What is asked »
[a] Which lines of the rows below contain the string "ceiling", with case counting? Pull out each of those lines.
[b] Can you write the next part of the article on the lathe-mounted disk sander, picking up right after its last sentence?

Extract to read »
☆ ☆ ☆ ☆

SmaTrig 2.1

SandBox - Lathe-mounted disk sander

sandbox overview

No, it's not a hamster house under construction in the title picture. It's a simple attachment for the lathe to turn it into a disk sander. The idea of such a device is not unique. The whole trick is to build something simple, yet functional. My priorities for the project were: Reasonable dust extraction, compact size, easy to attach and easy to build.
Below you'll find instructions how to build the lathe extension.

The Disk

I started with the disk made of thick coated plywood. Since I have the chuck with 50 mm jaws mounted most of the time, I turned a recess into the disk. For best stability and biggest possible support area on the chuck, the recess diameter is chosen just below the maximum possible jaw expansion. Make sure, the jaw expansion presses the disk entirely on the plane area of the jaws. This will guarantee a wobble-free run.
Once the mount feels save, the outer diameter can be turned to an exact value. Make sure you choose a common sand paper diameter. I chose 225 mm. My midi lathe (Record Power DML305) allows 305 mm as maximum.
In the next step the Velcro strips or sheet is attached. Clean the surface before. It's the rough side with the hooks you have to put on the disk. Put the strips in a way you don't end up with a very thin strip at the border. It might get loose when removing the sand paper.

sanding disk on chuck
sanding disk recess
sanding disk ready
sanding disk velcro stips

The Box

sandbox assembly

The dimensions of my box are 216 x 175 x 90 mm (ca. 8.5 x 7 x 3.5 inch) for a 225 mm disk, see CAD image below. I'd recommend now to build the box sightly wider to be able to use the full disk width even with the fence attached.

☆ ☆ ☆ ☆

Extracted rows »

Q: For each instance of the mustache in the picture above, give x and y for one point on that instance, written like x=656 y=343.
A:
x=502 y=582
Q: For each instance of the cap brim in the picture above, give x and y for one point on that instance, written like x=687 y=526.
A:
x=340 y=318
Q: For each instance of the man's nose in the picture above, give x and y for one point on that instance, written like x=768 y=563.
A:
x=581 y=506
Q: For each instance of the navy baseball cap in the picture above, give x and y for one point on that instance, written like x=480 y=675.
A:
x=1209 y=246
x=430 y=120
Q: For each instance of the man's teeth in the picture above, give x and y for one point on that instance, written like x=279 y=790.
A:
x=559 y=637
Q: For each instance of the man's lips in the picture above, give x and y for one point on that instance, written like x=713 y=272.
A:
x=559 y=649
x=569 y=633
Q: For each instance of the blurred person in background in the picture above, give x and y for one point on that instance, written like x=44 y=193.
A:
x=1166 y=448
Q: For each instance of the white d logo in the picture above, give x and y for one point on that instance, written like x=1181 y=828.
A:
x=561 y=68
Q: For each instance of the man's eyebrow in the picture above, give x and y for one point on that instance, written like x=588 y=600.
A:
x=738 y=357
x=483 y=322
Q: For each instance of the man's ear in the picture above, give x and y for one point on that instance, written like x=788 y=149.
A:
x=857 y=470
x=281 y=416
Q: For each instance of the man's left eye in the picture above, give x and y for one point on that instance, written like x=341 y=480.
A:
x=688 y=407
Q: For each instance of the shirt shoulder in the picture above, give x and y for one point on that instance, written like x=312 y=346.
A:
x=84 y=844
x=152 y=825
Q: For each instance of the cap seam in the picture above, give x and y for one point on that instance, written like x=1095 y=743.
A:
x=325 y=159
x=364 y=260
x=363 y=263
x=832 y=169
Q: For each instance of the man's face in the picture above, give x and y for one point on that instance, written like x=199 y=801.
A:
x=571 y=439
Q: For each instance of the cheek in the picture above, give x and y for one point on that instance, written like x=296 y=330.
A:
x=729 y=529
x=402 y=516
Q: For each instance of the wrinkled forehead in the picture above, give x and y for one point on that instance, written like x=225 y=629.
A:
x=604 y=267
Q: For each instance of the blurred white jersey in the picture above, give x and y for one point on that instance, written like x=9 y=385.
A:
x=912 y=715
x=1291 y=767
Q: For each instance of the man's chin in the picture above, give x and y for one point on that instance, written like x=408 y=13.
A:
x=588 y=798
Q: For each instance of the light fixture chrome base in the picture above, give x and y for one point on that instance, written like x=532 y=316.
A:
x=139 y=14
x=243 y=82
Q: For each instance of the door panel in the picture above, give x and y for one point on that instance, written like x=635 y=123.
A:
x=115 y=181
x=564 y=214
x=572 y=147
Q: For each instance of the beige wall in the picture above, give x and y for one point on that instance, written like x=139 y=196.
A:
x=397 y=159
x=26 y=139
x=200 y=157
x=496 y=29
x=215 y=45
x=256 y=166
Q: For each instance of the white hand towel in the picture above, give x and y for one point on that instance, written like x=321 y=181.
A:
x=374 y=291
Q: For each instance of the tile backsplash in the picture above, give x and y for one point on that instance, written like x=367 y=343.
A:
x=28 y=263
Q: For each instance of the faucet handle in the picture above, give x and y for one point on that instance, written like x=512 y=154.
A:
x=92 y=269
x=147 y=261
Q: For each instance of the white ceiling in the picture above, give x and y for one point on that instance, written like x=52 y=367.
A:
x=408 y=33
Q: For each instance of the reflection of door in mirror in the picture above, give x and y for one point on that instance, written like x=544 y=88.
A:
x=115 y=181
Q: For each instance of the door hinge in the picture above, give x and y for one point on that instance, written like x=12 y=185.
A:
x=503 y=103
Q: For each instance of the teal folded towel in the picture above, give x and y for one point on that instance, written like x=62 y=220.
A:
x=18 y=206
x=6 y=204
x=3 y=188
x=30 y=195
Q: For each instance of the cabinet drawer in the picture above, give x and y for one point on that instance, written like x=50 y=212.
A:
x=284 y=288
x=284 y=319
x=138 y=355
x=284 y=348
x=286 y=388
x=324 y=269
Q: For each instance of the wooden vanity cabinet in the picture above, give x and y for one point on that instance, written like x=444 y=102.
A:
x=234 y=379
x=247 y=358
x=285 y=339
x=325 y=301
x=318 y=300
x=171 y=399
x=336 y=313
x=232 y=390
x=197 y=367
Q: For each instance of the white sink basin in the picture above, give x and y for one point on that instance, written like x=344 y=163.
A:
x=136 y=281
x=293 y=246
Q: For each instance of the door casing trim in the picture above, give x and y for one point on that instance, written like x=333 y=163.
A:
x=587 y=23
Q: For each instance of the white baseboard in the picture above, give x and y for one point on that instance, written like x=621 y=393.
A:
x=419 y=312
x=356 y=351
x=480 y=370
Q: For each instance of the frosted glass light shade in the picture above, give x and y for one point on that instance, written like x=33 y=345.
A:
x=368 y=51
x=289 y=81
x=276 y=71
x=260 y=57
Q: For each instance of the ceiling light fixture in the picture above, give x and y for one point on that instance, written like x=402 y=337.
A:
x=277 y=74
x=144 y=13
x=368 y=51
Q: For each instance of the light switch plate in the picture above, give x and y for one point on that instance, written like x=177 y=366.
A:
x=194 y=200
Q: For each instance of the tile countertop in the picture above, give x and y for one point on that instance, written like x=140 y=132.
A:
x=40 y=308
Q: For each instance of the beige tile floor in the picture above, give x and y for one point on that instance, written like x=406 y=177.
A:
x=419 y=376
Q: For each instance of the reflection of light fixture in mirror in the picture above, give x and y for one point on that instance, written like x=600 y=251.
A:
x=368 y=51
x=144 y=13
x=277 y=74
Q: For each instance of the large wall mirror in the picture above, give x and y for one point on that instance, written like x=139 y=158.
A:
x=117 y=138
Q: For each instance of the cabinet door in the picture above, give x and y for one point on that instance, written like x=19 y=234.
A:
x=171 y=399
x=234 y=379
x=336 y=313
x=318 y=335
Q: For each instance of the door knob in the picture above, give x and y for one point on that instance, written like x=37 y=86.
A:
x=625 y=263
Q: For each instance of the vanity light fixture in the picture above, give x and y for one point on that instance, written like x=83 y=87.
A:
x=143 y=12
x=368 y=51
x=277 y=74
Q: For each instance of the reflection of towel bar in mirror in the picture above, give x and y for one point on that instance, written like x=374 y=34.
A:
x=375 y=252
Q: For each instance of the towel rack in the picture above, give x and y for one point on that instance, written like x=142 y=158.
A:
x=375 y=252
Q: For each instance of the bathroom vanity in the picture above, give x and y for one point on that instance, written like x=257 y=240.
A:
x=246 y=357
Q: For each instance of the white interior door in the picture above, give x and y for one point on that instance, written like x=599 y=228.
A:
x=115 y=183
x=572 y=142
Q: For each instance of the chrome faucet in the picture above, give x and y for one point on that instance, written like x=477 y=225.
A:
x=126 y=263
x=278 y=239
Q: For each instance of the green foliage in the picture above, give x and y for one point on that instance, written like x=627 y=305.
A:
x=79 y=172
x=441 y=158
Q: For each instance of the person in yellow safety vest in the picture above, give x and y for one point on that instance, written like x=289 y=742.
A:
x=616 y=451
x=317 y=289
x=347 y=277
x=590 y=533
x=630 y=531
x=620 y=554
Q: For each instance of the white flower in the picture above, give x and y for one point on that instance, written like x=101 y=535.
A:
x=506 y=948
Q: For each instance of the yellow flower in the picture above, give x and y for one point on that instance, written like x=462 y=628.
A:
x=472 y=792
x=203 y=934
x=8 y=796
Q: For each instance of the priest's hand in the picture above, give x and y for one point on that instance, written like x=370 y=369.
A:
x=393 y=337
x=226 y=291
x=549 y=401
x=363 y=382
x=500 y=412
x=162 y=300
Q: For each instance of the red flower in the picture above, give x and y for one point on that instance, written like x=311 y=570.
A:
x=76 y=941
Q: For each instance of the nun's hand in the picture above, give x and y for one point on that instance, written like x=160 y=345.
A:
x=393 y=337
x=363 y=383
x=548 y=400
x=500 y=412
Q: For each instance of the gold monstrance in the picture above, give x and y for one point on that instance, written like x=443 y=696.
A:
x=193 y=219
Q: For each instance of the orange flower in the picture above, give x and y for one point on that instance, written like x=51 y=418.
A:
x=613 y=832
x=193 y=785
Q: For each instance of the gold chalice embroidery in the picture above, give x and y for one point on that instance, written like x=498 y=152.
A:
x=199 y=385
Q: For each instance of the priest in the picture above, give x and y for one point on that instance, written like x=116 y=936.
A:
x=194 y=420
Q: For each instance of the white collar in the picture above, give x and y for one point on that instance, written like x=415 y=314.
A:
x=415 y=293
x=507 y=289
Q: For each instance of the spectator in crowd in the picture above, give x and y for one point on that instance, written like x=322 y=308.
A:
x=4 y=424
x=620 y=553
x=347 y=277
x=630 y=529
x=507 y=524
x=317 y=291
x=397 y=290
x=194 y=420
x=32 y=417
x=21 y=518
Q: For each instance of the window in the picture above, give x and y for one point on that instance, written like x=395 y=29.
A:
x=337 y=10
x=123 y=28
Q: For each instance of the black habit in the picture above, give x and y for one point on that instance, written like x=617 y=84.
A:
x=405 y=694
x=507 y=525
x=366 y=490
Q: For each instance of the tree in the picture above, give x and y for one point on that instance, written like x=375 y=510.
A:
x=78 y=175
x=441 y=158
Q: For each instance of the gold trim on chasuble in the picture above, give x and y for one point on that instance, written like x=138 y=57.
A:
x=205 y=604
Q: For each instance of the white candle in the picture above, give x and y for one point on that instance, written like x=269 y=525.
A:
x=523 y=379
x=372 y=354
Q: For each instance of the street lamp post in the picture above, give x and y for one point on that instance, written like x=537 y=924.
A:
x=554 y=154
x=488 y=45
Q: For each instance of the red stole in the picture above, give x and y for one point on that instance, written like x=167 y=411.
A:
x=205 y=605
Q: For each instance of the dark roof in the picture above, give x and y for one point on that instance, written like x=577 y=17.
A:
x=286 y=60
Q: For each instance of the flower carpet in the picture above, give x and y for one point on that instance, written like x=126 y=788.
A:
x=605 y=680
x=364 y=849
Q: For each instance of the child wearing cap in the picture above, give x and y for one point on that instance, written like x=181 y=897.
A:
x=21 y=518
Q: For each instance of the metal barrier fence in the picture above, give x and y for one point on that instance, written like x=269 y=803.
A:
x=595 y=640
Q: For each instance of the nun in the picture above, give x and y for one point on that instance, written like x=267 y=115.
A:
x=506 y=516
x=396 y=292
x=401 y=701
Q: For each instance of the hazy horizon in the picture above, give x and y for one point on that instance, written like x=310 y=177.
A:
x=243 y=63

☆ ☆ ☆ ☆

Exercise responses »
[a]
Q: For each instance of the white ceiling in the picture above, give x and y for one point on that instance, written like x=52 y=367.
Q: For each instance of the ceiling light fixture in the picture above, give x and y for one point on that instance, written like x=402 y=337.

[b]
The body is built of six rectangular pieces. Only one side has a circular cutout following the disk contour with a small gap. I cut out a stencil for the arc and copied it with a flush trim router bit.
Effectively, all air sucked in by the dust extractor passes the rotating sanding disk either through the front gap or the circumferential gap, despite some leakages through the wrench hole. This guarantees an almost ideal dust extraction even at very low volume flows. Effectively, you can operate the connected vacuum cleaner at the silent lowest power setting.

The mounting of the box is shown in the pictures below. After going through different concepts I decided to make use of the 8-mm Allan T-wrench supplied with the Nova chuck and always (f)lying around the lathe. A M10 hex head screw is located inside the box and is accessed through a hole from the top. A wooden sleeve guides the wrench to the screw for smooth handling. It also reduces the air leakage when sized properly.
A practical advantage of the concept shown here is the relatively short screw length needed (60 mm, 2.5 inch). Longer M10 screws might be hard to source.
Alternatively a bicycle quick release can be used with the lever side at the bottom.

cutout stencil
sandbox bottom view
lathe mount

The pivotable fence is built in a very simple way using dowels. The angle is adjustable to 30, 45, 60 and 90 degree. I clearly prefer fixed but precise angles over a fake precision angle scale, very common in cheap woodworking tools.

CAD model

A Sketchup model of the lathe disk sander is available here. I built the model to be able to set up the flow simulation described below.

CAD 1
CAD 2
CAD 3

Numerical Flow Simulation (CFD)

In the colorful images below you'll see a flow simulation of the air in the box and around the disk. The idea behind such a simulation is to divide the air volume into small boxes (750000 here) and let the computer calculate the flow properties in each box by solving physical equations. This might take form minutes to weeks depending on the problem size. This science discipline is called Computational Fluid Dynamics (CFD).
The simulation has been done using OpenFoam and visualised using ParaView. Both software packages are freely available.

The images show the air velocity distribution around the disk and in box when "vacuum" is applied to the box outlet. The colour stands for the velocity magnitude while the stream lines indicate the flow direction. The disk rotation is modelled by imposing a rotational speed at the disk walls.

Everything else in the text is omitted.